**Page extract**.
Begin
COAG meeting opens today in Rome

Rome, 26 March 2001 -- The UN Food and Agriculture Organization (FAO), citing the need to reduce the impact of storm-related disasters on agriculture, proposed a disaster management strategy, in a report presented to the 16th session of its Committee on Agriculture, which opened today.

"The most immediate and visible impact of storms on agriculture is the damage to standing crops, livestocks, household property, production assets and physical infrastructure. This may result in food supply shortages at household, community, and sometimes national levels," the report says.

Storm-related disasters have increased in frequency and intensity during the past decade. In tropical areas, the devastation caused by hurricanes rose dramatically during the 1990s, due in part to the increased population living in storm-prone areas, according to FAO.

"The most recent World Disaster Report of the International Federation of the Red Cross says, that during 1990-1999 wind storms and flood-related disasters together accounted for 60 percent of the total economic loss caused by natural disasters."

"The economic cost of damage to crops and infrastructure from floods in Central America in 1998 was estimated at $8.5 billion and that in Mozambique (February-March 2000) at $1 billion, reflecting a substantial dent in the GDP of the countries affected," the report indicates.

"Apart from the immediate devastation - death, injury, hunger and starvation - disasters disproportionately affect the poor, making them even poorer by destroying the few assets that they possess. Storms also destroy expensive long-term development projects, such as communication infrastructure, irrigation and other farming infrastructure. Because of this, storm-related disasters are a drain on development efforts," FAO says.

Each vulnerable country or region needs a strategy that incorporates long-term measures to reduce vulnerability to storm-related disasters. Measures should be integrated in the overall development program of the country, and in particular for storm and flood-prone areas. In addition, the strategy should include an early-warning and storm-forecasting system and a preparedness plan for relief and rehabilitation.
End
**Instructions**.
1. Based on the news item about the COAG meeting, state yes or no for each statement below, and back each one with the deciding words quoted from it. (a) The FAO report was presented to the 16th session of its Committee on Agriculture. (b) Damage from the floods in Mozambique in February-March 2000 was estimated at $8.5 billion. (c) Storm-related disasters became less frequent during the past decade.
2. Rewrite the records starting at their first line and ending at the line that contains "0,216 -> 232,397", with "snow-covered lawn" changed to "snowy lawn" and everything else kept the same.

**Exercise inputs**.
Begin
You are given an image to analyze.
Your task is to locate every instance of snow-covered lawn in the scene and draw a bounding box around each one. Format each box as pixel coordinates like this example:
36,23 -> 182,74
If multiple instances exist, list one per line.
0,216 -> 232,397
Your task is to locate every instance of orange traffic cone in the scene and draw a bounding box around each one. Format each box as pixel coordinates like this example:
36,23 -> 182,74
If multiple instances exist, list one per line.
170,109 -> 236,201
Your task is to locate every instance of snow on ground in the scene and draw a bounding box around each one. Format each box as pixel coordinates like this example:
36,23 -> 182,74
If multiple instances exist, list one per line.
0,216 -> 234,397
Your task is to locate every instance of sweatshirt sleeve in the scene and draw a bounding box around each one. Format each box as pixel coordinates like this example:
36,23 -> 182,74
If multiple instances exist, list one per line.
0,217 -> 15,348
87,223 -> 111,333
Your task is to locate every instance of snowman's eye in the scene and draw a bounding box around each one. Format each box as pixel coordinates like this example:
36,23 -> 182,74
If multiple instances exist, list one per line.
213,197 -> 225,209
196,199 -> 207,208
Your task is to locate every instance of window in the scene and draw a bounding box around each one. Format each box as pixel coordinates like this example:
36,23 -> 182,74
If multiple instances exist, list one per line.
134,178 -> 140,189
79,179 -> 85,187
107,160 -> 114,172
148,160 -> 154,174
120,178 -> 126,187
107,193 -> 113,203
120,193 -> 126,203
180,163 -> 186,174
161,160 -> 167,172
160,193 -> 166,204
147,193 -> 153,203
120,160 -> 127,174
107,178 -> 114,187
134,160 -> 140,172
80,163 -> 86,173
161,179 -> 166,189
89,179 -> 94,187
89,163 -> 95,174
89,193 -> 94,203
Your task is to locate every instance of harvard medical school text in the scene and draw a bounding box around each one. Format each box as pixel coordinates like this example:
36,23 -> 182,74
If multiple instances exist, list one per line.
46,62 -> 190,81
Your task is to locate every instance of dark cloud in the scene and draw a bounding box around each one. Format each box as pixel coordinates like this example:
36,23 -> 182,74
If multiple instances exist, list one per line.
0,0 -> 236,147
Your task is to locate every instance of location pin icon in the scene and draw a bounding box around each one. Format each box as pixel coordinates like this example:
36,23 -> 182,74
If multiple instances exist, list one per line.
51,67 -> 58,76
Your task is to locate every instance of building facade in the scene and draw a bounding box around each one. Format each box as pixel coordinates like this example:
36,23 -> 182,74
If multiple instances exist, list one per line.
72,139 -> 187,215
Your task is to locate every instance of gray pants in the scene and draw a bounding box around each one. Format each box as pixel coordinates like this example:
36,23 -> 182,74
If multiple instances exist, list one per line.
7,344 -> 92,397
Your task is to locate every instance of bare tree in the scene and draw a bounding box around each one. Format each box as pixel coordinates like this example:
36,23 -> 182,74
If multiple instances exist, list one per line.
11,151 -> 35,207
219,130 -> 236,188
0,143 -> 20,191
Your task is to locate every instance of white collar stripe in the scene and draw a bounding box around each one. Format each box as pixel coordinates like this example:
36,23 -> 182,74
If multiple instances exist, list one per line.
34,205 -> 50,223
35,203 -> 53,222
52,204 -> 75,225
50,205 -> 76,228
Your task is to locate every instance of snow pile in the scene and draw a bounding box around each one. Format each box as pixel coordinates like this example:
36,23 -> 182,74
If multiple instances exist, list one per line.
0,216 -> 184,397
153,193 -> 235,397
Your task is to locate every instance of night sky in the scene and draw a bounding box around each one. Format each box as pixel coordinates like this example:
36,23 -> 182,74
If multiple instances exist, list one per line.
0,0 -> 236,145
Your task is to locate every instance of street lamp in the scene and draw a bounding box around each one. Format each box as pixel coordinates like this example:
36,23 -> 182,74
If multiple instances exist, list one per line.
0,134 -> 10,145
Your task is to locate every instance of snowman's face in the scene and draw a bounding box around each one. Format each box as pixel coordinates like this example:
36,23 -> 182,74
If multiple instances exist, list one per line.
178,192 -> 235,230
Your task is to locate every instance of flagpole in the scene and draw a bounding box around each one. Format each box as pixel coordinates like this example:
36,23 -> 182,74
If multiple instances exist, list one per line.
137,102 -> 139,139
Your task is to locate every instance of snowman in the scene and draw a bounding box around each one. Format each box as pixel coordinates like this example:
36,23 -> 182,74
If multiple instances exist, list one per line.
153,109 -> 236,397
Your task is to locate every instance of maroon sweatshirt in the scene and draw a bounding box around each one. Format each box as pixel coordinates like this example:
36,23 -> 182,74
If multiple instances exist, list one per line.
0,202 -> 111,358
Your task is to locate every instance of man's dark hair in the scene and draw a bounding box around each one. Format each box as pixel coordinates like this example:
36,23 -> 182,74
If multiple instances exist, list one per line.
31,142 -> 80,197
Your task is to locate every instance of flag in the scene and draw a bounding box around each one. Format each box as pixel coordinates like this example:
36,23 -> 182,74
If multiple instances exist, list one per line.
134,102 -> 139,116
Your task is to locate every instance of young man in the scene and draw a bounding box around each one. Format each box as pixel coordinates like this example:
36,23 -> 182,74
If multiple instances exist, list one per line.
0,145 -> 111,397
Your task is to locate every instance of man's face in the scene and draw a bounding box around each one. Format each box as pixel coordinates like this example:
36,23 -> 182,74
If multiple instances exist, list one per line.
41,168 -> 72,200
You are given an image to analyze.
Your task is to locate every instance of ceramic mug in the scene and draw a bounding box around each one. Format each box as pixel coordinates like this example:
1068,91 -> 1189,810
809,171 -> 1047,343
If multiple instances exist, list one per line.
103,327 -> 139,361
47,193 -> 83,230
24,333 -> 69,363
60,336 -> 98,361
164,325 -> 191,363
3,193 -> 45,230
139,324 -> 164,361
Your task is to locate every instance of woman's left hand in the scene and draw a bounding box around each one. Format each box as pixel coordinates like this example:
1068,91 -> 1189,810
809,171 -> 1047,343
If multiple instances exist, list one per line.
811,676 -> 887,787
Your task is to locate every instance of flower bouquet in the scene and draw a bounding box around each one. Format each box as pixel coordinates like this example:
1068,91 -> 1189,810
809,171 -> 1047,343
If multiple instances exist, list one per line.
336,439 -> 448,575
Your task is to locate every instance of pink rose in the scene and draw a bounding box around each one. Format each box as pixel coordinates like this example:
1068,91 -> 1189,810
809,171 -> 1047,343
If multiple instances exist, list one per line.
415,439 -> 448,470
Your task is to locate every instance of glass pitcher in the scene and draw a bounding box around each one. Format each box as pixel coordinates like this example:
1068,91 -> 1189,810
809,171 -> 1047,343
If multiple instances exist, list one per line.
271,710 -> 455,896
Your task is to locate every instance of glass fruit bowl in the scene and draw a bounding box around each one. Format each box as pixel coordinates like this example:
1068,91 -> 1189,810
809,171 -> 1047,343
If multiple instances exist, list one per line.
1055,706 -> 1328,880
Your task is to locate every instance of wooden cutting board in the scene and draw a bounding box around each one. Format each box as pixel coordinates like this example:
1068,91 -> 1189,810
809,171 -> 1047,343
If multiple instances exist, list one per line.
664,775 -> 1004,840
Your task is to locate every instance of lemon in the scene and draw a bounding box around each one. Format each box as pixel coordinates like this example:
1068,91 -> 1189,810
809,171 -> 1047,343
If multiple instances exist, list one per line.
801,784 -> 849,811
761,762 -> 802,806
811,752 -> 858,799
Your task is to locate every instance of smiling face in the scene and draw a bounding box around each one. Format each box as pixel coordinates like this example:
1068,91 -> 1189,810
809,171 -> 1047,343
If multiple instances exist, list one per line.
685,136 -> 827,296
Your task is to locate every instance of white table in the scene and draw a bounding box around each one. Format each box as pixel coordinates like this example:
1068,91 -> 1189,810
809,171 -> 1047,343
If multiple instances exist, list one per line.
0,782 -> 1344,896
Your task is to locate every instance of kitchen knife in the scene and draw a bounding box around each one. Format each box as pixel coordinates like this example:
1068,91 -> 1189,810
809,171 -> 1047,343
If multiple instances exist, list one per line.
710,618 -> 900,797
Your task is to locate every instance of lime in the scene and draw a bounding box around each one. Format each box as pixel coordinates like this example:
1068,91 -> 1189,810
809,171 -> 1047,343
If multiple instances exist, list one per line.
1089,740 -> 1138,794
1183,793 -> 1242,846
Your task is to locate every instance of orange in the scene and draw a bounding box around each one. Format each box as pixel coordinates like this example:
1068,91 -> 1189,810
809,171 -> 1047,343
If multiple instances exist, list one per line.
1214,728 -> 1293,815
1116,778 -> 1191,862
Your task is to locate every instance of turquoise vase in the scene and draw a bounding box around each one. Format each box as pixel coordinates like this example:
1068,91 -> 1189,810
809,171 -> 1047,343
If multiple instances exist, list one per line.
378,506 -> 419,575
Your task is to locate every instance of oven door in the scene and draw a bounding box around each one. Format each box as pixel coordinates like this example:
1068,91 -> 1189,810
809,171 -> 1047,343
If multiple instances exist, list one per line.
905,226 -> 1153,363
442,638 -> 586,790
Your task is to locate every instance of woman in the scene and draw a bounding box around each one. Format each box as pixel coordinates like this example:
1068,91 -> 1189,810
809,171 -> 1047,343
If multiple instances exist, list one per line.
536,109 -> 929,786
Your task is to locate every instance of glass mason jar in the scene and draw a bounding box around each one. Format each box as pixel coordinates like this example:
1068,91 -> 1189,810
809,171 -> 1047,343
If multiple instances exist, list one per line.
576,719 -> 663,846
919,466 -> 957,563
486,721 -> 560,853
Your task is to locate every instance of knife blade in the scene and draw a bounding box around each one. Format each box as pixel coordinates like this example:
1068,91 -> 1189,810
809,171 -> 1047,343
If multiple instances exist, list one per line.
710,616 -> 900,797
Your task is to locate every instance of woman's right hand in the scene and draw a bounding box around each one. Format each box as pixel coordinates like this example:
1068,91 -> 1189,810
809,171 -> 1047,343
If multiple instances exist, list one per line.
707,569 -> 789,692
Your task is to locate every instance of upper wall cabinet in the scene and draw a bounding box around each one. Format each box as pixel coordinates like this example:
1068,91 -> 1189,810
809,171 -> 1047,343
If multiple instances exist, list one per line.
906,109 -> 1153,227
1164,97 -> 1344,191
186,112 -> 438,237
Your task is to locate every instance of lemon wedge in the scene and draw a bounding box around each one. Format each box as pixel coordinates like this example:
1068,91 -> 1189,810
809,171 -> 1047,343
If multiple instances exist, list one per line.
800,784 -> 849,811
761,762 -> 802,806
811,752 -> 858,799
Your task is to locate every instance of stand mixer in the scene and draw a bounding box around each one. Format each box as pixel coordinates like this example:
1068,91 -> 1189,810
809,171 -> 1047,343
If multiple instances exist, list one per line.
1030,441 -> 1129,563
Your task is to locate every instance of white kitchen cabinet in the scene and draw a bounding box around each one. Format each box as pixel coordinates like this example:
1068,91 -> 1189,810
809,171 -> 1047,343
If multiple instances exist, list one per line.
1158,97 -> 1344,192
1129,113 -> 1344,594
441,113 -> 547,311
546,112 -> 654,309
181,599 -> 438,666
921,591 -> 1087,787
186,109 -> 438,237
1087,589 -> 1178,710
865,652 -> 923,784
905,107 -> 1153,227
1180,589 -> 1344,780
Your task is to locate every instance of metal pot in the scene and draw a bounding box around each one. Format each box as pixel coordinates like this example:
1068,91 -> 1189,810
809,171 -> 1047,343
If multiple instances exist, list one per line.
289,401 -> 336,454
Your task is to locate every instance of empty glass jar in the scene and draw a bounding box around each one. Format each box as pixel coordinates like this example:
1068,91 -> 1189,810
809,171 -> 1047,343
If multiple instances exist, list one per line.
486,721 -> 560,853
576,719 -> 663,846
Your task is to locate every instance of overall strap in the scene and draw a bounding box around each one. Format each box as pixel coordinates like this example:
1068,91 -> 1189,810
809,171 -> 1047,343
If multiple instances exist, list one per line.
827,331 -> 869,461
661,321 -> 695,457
End
**Written responses**.
1.
(a) Yes: "in a report presented to the 16th session of its Committee on Agriculture"
(b) No: "that in Mozambique (February-March 2000) at $1 billion"
(c) No: "Storm-related disasters have increased in frequency and intensity during the past decade."

2.
You are given an image to analyze.
Your task is to locate every instance of snowy lawn in the scene and draw a bounding box around each one. Format each box as pixel coordinates like this example:
36,23 -> 182,74
If multiple instances exist, list one per line.
0,216 -> 232,397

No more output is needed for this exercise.